# start of TEXT TO READ
That's what strategic communications, done well, makes possible.


What strategic communications actually does

Strategic communications is not a style guide or a set of templates. It's a discipline — the practice of building and maintaining a coherent, consistent narrative about who your organization is, what it does, and why it matters, across every channel and every audience.

Done well, it builds trust over time. Trust is not produced by a single compelling message. It accumulates through consistency — when the story an organization tells in a funding proposal matches the story it tells in a donor appeal, which matches the story it tells in a community consultation, which matches what its staff say when someone asks what they do. Inconsistency, even unintentional, registers as unreliability. Funders, donors, and partners notice when the organization they read about on paper doesn't match the one they encounter in the room.

It also makes every piece of communication more efficient. When an organization knows its voice, knows its key messages, and knows how it wants to be understood, writing anything becomes faster and better. The annual report isn't starting from zero. The grant narrative has a foundation to draw from. The donor appeal knows what emotional register it's working in. Strategic communications is infrastructure — and like all good infrastructure, its value is most visible when it's absent.

And it positions the organization in a competitive landscape. In the housing and homelessness sector, organizations are competing — for funding, for partnerships, for public credibility, for government attention. An organization that communicates with clarity and consistency is more legible to the people making decisions about where resources go. That's not cynical. It's the reality of operating in a sector where the stakes are high and the funding is finite.


Storytelling is not soft work — and it's not about the organization

The nonprofit sector has a complicated relationship with storytelling. There's a persistent belief — usually unstated, occasionally explicit — that rigorous organizations deal in data and evidence, and that storytelling is something you do for donors who can't read a logic model.

This is wrong, and it costs organizations.

Data describes the scale of a problem. It does not move people to act. Story does. Narrative is how human beings process meaning, build empathy, and make decisions about where to put their energy and their money. This is not a communications insight — it's cognitive science. And it applies as much to government program officers as it does to individual donors.

But here's the part the sector consistently gets wrong: the story is not about the organization. It's about the people.

Housing and homelessness nonprofits often tell stories that are, at their core, about their own programs. The intervention. The model. The outcomes achieved. The client experience appears as evidence — a number, a quote pulled from an intake form, a before-and-after arc designed to demonstrate impact. The person at the centre of it is instrumentalized. They exist in the story to validate what the organization did.

That's not storytelling. That's a case study with a human face attached.

The most powerful version of this work — what the sector calls co-design, building programs by and with the people who need them — starts from a different premise entirely. Not "what does this story prove about our program?" but "what does this person's experience reveal about the system they're navigating, and what does that demand of us?" That shift — from organizational self-justification to genuine witness — is the difference between communications that readers tolerate and communications that actually change how people think.

It also requires something most organizations underinvest in: real relationships with the people they serve. You cannot tell someone's story with integrity if your relationship with them is transactional. The organizations that produce the most powerful client-centred communications are the ones where frontline staff know their clients as full human beings — where trust has been built over time, where consent is ongoing rather than obtained once on an intake form, and where the person being written about has genuine agency over how their story is told and to whom.
# end of TEXT TO READ
GOALS:
1. According to the piece on strategic communications, what does inconsistency register as, even when it is unintentional?
2. Please write the next part of the piece on strategic communications, picking up right after its final sentence.
The lines after this passage aren't needed for anything here.
# start of MATERIAL PROVIDED
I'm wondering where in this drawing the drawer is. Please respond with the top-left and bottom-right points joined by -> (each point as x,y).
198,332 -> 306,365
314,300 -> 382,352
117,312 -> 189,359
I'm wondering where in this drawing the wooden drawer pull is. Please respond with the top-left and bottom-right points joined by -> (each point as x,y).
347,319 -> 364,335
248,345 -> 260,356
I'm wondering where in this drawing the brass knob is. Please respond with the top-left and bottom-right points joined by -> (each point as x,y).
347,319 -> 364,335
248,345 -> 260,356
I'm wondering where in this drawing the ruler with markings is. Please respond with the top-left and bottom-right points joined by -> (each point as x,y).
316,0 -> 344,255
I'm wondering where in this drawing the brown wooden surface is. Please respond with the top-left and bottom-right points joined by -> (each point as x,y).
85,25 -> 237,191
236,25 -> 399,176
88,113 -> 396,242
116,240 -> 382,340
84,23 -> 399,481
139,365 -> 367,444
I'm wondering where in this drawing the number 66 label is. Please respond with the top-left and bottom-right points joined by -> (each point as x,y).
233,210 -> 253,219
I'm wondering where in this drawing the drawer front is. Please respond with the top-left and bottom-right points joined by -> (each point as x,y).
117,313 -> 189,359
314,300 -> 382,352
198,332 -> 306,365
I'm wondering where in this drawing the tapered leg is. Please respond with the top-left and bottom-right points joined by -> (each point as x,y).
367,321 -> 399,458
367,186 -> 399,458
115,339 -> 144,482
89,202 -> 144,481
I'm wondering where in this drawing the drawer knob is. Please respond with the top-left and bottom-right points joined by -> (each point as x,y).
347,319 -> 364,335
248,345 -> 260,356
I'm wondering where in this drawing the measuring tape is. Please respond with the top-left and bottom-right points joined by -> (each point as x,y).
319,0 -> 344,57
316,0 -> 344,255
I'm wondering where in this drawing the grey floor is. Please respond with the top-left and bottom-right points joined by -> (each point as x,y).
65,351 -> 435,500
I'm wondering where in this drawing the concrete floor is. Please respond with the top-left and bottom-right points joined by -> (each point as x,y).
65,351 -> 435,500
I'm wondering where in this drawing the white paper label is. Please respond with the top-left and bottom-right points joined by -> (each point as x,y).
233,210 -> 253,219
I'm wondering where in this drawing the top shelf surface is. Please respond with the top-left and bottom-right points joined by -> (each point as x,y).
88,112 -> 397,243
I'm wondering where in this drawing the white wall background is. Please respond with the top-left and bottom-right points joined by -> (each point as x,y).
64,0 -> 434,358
# end of MATERIAL PROVIDED
TASK-BY-TASK RESULTS:
1. It registers as unreliability.

2.
This is hard. It is also non-negotiable if the communications is going to be honest.


The people doing the work are part of the story too

There is another group of people chronically missing from housing nonprofit communications: the staff.

Frontline workers in this sector — outreach workers, case managers, shelter staff, peer support workers, housing navigators — carry an extraordinary amount of knowledge. They're also resilient in ways that rarely get acknowledged publicly, because the sector runs on resilience. It has to. These workers understand the people they serve in ways that no funder report, logic model, or program description can capture. They know what actually works, what the system fails at, what clients ask for that organizations can't provide, and what small moments of connection make the difference between someone staying engaged and disappearing.

That knowledge is a communications asset that almost no organization uses deliberately.

When an organization's annual report features the executive director's message and a grid of outcome statistics, and the frontline workers are invisible, it is communicating something — whether it intends to or not. It is saying that the insight lives at the top, that the work is a product of management rather than of the people delivering it, and that the relationship between staff and clients is a mechanism rather than the point.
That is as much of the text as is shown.